Excerpted text ->
'''
From October 1 to October 5, 2018, ICTJ hosted its eleventh intensive course on transitional justice in collaboration with the International Peace Center in Barcelona. Participants included leaders in their respective fields, including human rights law, community justice, and legal services, peacebuilding, education, and humanitarian affairs. Course presentations, led by ICTJ experts and other specialists in the field, delved into cases studies of current, recent, and paradigmatic transitional justice processes and questions of justice within a comparative context.
TRANSITIONAL JUSTICE THEMES
Experts and practitioners presented fifteen modules on critical issues relating to the practice of transitional justice, and its link to prevention—a theme highlighted throughout the presentations—as well as gender, political and legal reform, and the global policy context. ICTJ’s Senior Researcher Roger Duthie explored the relevance of transitional justice efforts to policy discourse and the reduction of harm within contexts of violent conflict. ICTJ’s Head of Office in Uganda Sarah Kasande spoke on the role of gender and the experiences of women in conflict. She noted that transitional justice processes must emphasize structural inequality, patterns of wrong doing, and gender norms, not only to have a transformational effect, but to prevent future reoccurrence. In another presentation highlighting the impact of civil society organizations in Zimbabwe, Kenya, and South Africa, Kasande spoke about how the witnessing and monitoring of domestic human rights situations by civil society, including the media, has contributed to the prevention of atrocities and human rights violations.
Hind Kabawat, a human rights expert who serves as the Director of the Interfaith Peacebuilding at the Centre for World Religions and Diplomacy and is also a member of the High Negotiations Committee for Syria in Geneva, focused her presentation on the grave human rights violations in Syria. Within this context, participants learned about the responses of state actors and discussed innovative approaches to achieving accountability, reparations, deterrence, institutional reform, and a historical record of violations in Syria.
Participants also benefited from expert sessions led by Maria Westergren, a Political Affairs Officer with the UN Office on Genocide Prevention and the Responsibility to Protect; Pablo de Greiff, former Special Rapporteur on the promotion of truth, justice, reparation and guarantees of non-recurrence; Marina Caparini, Senior Researcher at the Stockholm International Peace Research Institute; and Palmina Tanzarella, Professor of constitutional law at University of Milano-Bicocca.
'''
Dataset excerpts ->
'''
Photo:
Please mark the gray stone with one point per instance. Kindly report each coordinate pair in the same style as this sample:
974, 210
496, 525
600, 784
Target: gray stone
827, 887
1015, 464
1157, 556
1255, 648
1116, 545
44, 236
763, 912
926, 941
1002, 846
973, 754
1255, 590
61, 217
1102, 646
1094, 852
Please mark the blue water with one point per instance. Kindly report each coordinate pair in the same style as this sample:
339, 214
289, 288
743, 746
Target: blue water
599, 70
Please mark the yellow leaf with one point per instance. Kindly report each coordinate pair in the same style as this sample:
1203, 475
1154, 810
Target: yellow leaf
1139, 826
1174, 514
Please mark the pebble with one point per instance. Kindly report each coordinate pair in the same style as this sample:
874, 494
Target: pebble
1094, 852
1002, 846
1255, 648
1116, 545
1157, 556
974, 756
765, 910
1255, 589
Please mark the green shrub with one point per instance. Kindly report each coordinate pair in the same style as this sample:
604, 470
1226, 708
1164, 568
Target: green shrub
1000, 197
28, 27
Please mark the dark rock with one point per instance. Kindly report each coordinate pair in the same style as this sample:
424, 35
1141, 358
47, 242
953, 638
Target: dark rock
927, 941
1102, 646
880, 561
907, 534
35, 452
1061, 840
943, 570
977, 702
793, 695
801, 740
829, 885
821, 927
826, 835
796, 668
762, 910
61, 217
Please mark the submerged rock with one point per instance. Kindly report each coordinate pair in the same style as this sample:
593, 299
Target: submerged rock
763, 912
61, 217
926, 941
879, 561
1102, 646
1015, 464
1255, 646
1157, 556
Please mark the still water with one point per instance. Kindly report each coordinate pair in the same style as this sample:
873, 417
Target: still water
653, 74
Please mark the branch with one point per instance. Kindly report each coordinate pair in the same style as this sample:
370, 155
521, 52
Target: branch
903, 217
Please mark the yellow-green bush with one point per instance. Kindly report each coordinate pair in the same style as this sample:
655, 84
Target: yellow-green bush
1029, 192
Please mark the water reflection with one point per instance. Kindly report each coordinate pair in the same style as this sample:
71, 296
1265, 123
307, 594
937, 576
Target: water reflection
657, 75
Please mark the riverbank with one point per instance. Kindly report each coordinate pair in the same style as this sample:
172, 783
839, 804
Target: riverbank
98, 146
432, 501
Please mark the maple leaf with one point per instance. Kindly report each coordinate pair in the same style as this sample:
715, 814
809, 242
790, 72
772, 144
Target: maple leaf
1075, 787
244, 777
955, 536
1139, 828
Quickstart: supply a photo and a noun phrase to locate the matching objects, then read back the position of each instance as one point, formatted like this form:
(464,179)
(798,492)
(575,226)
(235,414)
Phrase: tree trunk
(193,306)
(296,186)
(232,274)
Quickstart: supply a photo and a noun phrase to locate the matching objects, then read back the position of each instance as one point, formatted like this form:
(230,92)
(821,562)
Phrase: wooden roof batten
'''
Requirement 1 -> Translate this sentence from the course summary into Spanish: "From October 1 to October 5, 2018, ICTJ hosted its eleventh intensive course on transitional justice in collaboration with the International Peace Center in Barcelona."
Requirement 2 -> According to the course summary, how many modules did experts and practitioners present?
Requirement 3 -> Extract the passage of the course summary between "From October 1" and "a comparative context.", inclusive.

Full solution 1 -> Del 1 al 5 de octubre de 2018, el ICTJ organizó su undécimo curso intensivo sobre justicia transicional en colaboración con el International Peace Center de Barcelona.

Full solution 2 -> Fifteen modules.

Full solution 3 ->
From October 1 to October 5, 2018, ICTJ hosted its eleventh intensive course on transitional justice in collaboration with the International Peace Center in Barcelona. Participants included leaders in their respective fields, including human rights law, community justice, and legal services, peacebuilding, education, and humanitarian affairs. Course presentations, led by ICTJ experts and other specialists in the field, delved into cases studies of current, recent, and paradigmatic transitional justice processes and questions of justice within a comparative context.